WHAT YOU ARE ASKED TO DO: Starting at the line that contains "Segment every instance of the wrought" and ending at the line that contains "231), (103, 199)]]", copy out those lines with "wrought iron fence panel" swapped for "metal railing section" and everything else left unchanged.

— START OF MATERIAL TO PROCESS —

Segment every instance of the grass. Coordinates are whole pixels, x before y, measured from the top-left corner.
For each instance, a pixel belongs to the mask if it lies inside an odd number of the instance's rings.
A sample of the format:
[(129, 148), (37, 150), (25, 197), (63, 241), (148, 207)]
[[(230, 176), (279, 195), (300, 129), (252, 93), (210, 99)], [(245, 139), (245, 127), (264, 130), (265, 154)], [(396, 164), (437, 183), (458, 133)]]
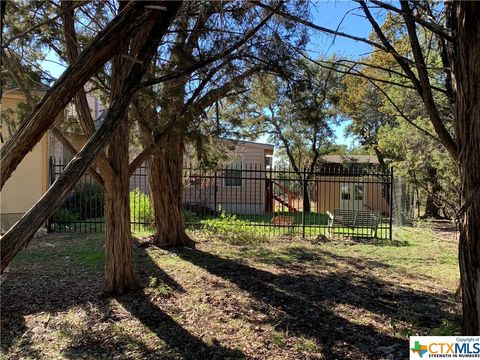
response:
[(134, 247), (141, 288), (116, 298), (101, 293), (100, 234), (36, 239), (2, 278), (2, 358), (403, 359), (409, 335), (458, 333), (452, 232), (200, 235), (196, 249)]

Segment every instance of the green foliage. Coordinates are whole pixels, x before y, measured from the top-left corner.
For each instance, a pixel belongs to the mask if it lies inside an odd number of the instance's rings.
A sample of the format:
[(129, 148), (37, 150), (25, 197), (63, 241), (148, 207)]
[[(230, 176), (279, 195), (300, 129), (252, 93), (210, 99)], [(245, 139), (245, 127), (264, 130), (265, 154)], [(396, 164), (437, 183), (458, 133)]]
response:
[(155, 219), (150, 196), (138, 188), (130, 192), (130, 219), (145, 224), (150, 224)]
[(198, 221), (198, 217), (193, 211), (183, 209), (183, 220), (186, 223), (194, 223)]
[(54, 213), (54, 222), (58, 223), (72, 223), (75, 221), (78, 221), (80, 219), (80, 216), (73, 211), (70, 211), (68, 209), (58, 209)]
[(202, 230), (232, 245), (261, 243), (267, 237), (262, 227), (252, 226), (249, 221), (226, 213), (222, 213), (219, 218), (203, 220)]

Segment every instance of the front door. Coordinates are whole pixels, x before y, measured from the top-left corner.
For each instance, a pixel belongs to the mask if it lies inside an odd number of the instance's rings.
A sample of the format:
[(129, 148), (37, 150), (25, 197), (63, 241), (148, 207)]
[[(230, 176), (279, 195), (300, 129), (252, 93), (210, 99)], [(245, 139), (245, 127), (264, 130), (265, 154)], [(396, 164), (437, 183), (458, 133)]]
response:
[(364, 184), (340, 183), (340, 209), (363, 210)]

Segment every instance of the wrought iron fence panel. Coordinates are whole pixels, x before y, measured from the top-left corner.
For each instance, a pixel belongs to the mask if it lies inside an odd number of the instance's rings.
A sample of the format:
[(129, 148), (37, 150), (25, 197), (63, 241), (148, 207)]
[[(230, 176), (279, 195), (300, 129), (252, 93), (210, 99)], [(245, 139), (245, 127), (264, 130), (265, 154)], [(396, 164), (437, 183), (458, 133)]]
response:
[[(51, 160), (51, 181), (65, 166)], [(133, 231), (154, 231), (149, 176), (147, 166), (142, 165), (130, 178)], [(398, 198), (393, 179), (391, 169), (360, 165), (327, 164), (313, 172), (255, 163), (217, 169), (188, 167), (183, 169), (185, 224), (191, 230), (247, 231), (259, 236), (391, 239), (392, 200)], [(101, 186), (85, 174), (49, 220), (49, 227), (103, 231), (103, 199)]]

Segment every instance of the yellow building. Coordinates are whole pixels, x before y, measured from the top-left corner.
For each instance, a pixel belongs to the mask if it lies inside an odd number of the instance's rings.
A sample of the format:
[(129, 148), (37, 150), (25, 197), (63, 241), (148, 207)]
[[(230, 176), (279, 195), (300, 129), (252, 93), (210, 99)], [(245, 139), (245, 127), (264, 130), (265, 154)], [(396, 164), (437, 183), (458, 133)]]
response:
[[(47, 88), (37, 89), (33, 95), (41, 98)], [(99, 117), (102, 107), (97, 98), (87, 94), (87, 102), (94, 119)], [(2, 114), (1, 135), (4, 142), (15, 132), (19, 123), (19, 111), (25, 107), (26, 98), (18, 89), (7, 89), (2, 93), (0, 112)], [(67, 139), (77, 149), (85, 144), (85, 137), (76, 120), (77, 113), (73, 104), (69, 104), (59, 115), (67, 132)], [(49, 158), (70, 161), (73, 154), (63, 148), (62, 144), (49, 132), (22, 160), (0, 192), (0, 227), (9, 229), (27, 212), (47, 191), (49, 187)], [(0, 165), (1, 166), (1, 165)]]
[[(12, 123), (18, 124), (18, 105), (25, 103), (25, 97), (16, 90), (6, 90), (2, 94), (0, 111), (2, 117), (8, 116), (10, 122), (2, 121), (1, 133), (3, 141), (10, 137)], [(48, 187), (49, 140), (45, 134), (40, 142), (30, 151), (18, 165), (12, 176), (0, 192), (0, 227), (10, 228), (28, 211)]]

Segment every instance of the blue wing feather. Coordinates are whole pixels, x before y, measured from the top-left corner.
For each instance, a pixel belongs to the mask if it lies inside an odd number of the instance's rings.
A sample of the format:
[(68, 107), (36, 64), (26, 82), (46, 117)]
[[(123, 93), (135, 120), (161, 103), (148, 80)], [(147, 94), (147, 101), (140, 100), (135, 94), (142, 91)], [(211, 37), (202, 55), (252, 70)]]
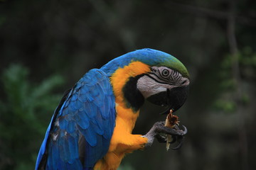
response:
[(110, 79), (104, 72), (92, 69), (56, 108), (36, 169), (92, 169), (107, 152), (114, 124), (114, 97)]

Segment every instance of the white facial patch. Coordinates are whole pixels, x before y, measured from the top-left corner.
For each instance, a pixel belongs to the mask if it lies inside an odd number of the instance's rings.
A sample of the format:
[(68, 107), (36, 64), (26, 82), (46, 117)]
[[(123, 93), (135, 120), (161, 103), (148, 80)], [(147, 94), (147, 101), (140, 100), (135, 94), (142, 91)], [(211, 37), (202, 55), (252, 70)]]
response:
[(145, 98), (154, 94), (166, 91), (166, 89), (171, 89), (174, 87), (174, 86), (170, 84), (158, 83), (146, 75), (139, 78), (137, 85), (138, 89)]

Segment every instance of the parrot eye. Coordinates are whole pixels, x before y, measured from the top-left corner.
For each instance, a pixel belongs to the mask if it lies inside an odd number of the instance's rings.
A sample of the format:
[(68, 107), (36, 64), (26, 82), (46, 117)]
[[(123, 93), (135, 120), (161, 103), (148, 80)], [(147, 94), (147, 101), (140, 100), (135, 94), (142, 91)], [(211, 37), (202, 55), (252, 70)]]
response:
[(167, 76), (169, 74), (170, 72), (168, 69), (164, 69), (162, 72), (163, 76)]

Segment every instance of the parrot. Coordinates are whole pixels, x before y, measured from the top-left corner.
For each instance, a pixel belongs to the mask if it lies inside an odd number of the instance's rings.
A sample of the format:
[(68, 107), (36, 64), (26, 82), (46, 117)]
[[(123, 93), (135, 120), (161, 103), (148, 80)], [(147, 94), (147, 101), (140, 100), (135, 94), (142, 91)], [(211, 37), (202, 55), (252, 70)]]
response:
[(144, 135), (132, 130), (145, 100), (176, 111), (185, 103), (189, 74), (178, 59), (144, 48), (92, 69), (66, 91), (55, 108), (35, 169), (117, 169), (124, 155), (166, 142), (182, 143), (187, 130), (156, 122)]

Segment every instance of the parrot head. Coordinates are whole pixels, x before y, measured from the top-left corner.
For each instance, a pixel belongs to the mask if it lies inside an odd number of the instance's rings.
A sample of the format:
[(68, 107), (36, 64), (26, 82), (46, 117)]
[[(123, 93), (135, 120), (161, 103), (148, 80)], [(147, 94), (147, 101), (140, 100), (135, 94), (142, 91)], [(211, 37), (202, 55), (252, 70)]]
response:
[(186, 68), (161, 51), (146, 48), (131, 52), (114, 59), (102, 69), (111, 77), (116, 97), (123, 95), (127, 106), (135, 111), (146, 99), (168, 107), (163, 113), (169, 113), (171, 109), (180, 108), (188, 96), (190, 79)]
[(188, 94), (189, 79), (178, 70), (166, 66), (152, 67), (137, 81), (138, 90), (149, 102), (168, 107), (163, 113), (180, 108)]

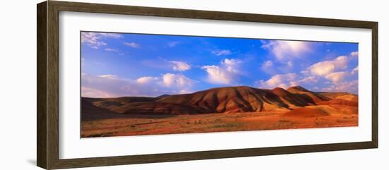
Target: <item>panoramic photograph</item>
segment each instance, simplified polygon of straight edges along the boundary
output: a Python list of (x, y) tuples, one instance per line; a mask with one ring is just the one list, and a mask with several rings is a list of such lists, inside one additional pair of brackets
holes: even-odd
[(358, 126), (358, 43), (80, 36), (81, 138)]

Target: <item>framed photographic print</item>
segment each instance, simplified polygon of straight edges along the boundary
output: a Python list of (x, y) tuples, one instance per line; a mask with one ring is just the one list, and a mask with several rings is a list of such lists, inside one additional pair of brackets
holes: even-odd
[(378, 147), (378, 23), (37, 4), (37, 166)]

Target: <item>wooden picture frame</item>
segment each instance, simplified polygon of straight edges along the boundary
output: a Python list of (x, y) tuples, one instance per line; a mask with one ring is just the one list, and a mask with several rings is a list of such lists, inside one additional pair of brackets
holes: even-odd
[[(252, 157), (313, 152), (377, 148), (378, 23), (230, 12), (194, 11), (48, 1), (37, 6), (37, 164), (47, 169), (78, 168), (207, 159)], [(127, 155), (108, 157), (59, 158), (59, 12), (211, 19), (232, 21), (366, 28), (372, 30), (371, 140), (355, 142), (247, 148), (212, 151)]]

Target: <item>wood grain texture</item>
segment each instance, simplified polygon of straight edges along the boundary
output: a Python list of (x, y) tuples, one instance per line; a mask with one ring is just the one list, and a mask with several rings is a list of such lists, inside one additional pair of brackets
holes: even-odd
[[(76, 11), (182, 18), (261, 22), (372, 30), (372, 140), (357, 142), (212, 150), (81, 159), (59, 159), (59, 12)], [(37, 5), (37, 162), (52, 169), (252, 157), (378, 147), (378, 23), (371, 21), (282, 16), (49, 1)]]
[(37, 5), (37, 165), (47, 168), (46, 2)]

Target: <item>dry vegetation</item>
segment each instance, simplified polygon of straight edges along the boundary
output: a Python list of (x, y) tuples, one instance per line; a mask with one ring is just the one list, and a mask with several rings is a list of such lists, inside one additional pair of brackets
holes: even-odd
[[(81, 136), (125, 136), (358, 126), (358, 97), (355, 95), (314, 93), (296, 88), (288, 90), (293, 92), (291, 93), (284, 90), (275, 89), (272, 91), (258, 91), (260, 95), (254, 97), (255, 100), (253, 100), (252, 98), (245, 98), (245, 95), (242, 95), (246, 92), (244, 91), (246, 90), (233, 90), (233, 92), (238, 92), (236, 96), (234, 93), (227, 92), (227, 95), (223, 96), (227, 96), (225, 99), (228, 99), (224, 100), (218, 99), (224, 97), (223, 95), (215, 97), (212, 94), (211, 98), (216, 99), (207, 102), (204, 99), (209, 92), (194, 97), (202, 99), (196, 100), (196, 102), (193, 102), (194, 97), (191, 100), (187, 95), (185, 97), (169, 96), (163, 98), (86, 99), (83, 101)], [(253, 95), (251, 91), (248, 92), (246, 93)], [(220, 92), (216, 90), (216, 94), (220, 95)], [(196, 94), (193, 95), (196, 96)], [(248, 102), (242, 102), (242, 104), (240, 102), (228, 104), (230, 100), (237, 101), (237, 97)], [(172, 102), (164, 103), (168, 100)], [(205, 104), (202, 104), (202, 101), (205, 101)], [(182, 103), (184, 102), (194, 104), (185, 103), (183, 105)], [(221, 108), (221, 105), (224, 108)], [(158, 110), (157, 112), (149, 113), (146, 111), (149, 108), (152, 108), (153, 111)], [(207, 113), (212, 111), (212, 108), (221, 108), (220, 109), (223, 111)], [(166, 114), (169, 110), (175, 114)], [(202, 114), (190, 112), (193, 110)], [(134, 114), (136, 111), (141, 114)], [(189, 112), (177, 114), (179, 111)]]

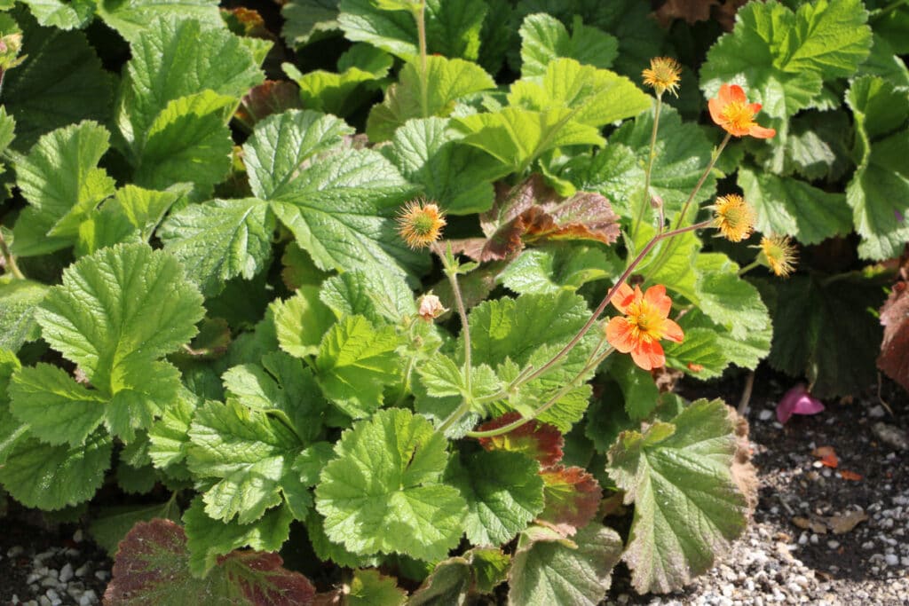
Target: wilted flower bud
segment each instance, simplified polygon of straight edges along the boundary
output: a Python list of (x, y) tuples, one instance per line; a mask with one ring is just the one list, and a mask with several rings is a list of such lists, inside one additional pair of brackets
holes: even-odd
[(397, 217), (398, 233), (411, 248), (425, 248), (439, 239), (445, 225), (445, 214), (435, 202), (412, 200)]
[(420, 297), (420, 308), (417, 313), (426, 322), (432, 322), (448, 310), (442, 306), (439, 298), (430, 293)]
[(676, 89), (682, 79), (681, 74), (682, 65), (675, 59), (654, 57), (650, 60), (650, 69), (644, 70), (641, 75), (644, 77), (644, 84), (656, 91), (657, 95), (669, 91), (678, 96)]
[(782, 278), (789, 277), (795, 269), (798, 253), (788, 235), (771, 235), (761, 238), (761, 252), (757, 262)]
[(737, 194), (720, 196), (714, 204), (714, 226), (729, 242), (742, 242), (754, 227), (754, 212)]

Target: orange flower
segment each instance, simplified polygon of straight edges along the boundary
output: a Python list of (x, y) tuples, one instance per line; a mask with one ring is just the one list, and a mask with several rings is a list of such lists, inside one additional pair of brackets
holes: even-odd
[(660, 339), (682, 343), (682, 328), (670, 320), (673, 301), (662, 284), (651, 286), (645, 293), (638, 286), (623, 283), (613, 295), (612, 303), (625, 316), (616, 316), (606, 324), (606, 341), (623, 353), (631, 353), (634, 363), (645, 371), (666, 363)]
[(727, 133), (737, 137), (750, 134), (758, 139), (769, 139), (776, 134), (773, 128), (758, 126), (754, 114), (761, 104), (749, 104), (744, 91), (738, 84), (723, 84), (715, 97), (707, 103), (710, 117)]

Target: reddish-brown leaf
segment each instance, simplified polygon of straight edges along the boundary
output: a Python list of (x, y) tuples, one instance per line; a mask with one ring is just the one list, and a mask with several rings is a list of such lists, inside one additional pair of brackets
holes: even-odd
[(564, 536), (574, 535), (596, 515), (600, 482), (581, 467), (558, 465), (540, 472), (546, 505), (537, 521)]
[(295, 606), (312, 603), (315, 588), (306, 577), (281, 564), (277, 553), (231, 551), (218, 559), (227, 579), (256, 606)]
[(107, 606), (311, 604), (315, 588), (305, 576), (281, 564), (275, 553), (233, 551), (219, 558), (205, 578), (198, 579), (189, 571), (182, 526), (170, 520), (140, 522), (120, 541), (104, 602)]
[(605, 197), (578, 192), (562, 198), (538, 174), (511, 189), (498, 184), (495, 203), (480, 215), (480, 227), (485, 239), (452, 241), (454, 252), (484, 262), (510, 258), (527, 243), (594, 240), (611, 244), (619, 236), (618, 215)]
[[(506, 412), (498, 419), (483, 423), (478, 430), (486, 432), (498, 429), (520, 418), (520, 412)], [(562, 460), (564, 438), (554, 426), (534, 420), (507, 433), (493, 438), (480, 438), (480, 444), (487, 451), (524, 452), (536, 459), (541, 466), (549, 467)]]
[(881, 308), (884, 341), (877, 367), (909, 390), (909, 283), (898, 282)]

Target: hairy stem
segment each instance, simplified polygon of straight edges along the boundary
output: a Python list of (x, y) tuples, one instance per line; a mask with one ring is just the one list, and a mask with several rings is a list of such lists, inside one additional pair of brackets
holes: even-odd
[[(597, 347), (597, 349), (599, 349), (599, 347)], [(543, 404), (542, 406), (534, 410), (534, 413), (531, 416), (522, 417), (516, 421), (513, 421), (507, 425), (503, 425), (502, 427), (487, 430), (485, 432), (467, 432), (467, 435), (470, 436), (471, 438), (493, 438), (497, 435), (507, 433), (508, 432), (517, 429), (521, 425), (524, 425), (524, 423), (530, 422), (534, 419), (536, 419), (541, 414), (543, 414), (550, 408), (554, 406), (555, 402), (562, 399), (562, 396), (564, 396), (565, 393), (567, 393), (569, 391), (574, 388), (574, 385), (577, 384), (578, 381), (580, 381), (584, 377), (584, 375), (585, 375), (587, 373), (599, 366), (600, 363), (606, 359), (606, 356), (608, 356), (614, 351), (615, 350), (613, 347), (607, 347), (605, 351), (604, 351), (599, 355), (594, 355), (593, 359), (588, 361), (587, 365), (584, 366), (583, 369), (581, 369), (580, 373), (574, 375), (574, 378), (573, 378), (567, 383), (559, 388), (559, 391), (557, 391), (555, 394), (553, 395), (552, 398), (547, 400), (546, 403)]]
[(641, 201), (641, 207), (637, 211), (637, 217), (634, 219), (634, 225), (631, 229), (631, 242), (634, 242), (637, 230), (641, 226), (644, 214), (650, 206), (650, 175), (654, 172), (654, 160), (656, 158), (656, 130), (660, 125), (660, 109), (663, 107), (663, 95), (656, 95), (656, 107), (654, 108), (654, 128), (650, 131), (650, 154), (647, 156), (647, 170), (644, 174), (644, 199)]

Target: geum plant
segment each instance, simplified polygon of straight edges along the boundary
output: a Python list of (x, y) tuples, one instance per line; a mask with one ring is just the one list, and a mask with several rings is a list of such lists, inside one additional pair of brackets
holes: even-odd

— END OF MATERIAL TO PROCESS —

SOLVED PROBLEM:
Segment every instance of the metal railing section. Coordinates are whole pixels, x before y, measured from the top-left corner.
For each instance, a pixel belongs to the mask if it lies inside an odd number of the instance's rings.
A sample of the format:
[(129, 148), (37, 150), (25, 197), (63, 241), (148, 207)]
[[(230, 176), (279, 195), (300, 129), (252, 93), (210, 99)], [(245, 139), (245, 127), (264, 130), (265, 154)], [(396, 164), (437, 183), (458, 133)]]
response:
[[(51, 160), (51, 181), (65, 166)], [(133, 231), (154, 231), (149, 176), (147, 166), (142, 165), (130, 178)], [(398, 198), (393, 179), (391, 169), (360, 165), (327, 164), (313, 172), (255, 163), (217, 169), (188, 167), (183, 169), (185, 224), (191, 230), (247, 231), (259, 236), (391, 239), (392, 200)], [(101, 186), (85, 174), (49, 220), (49, 227), (103, 231), (103, 199)]]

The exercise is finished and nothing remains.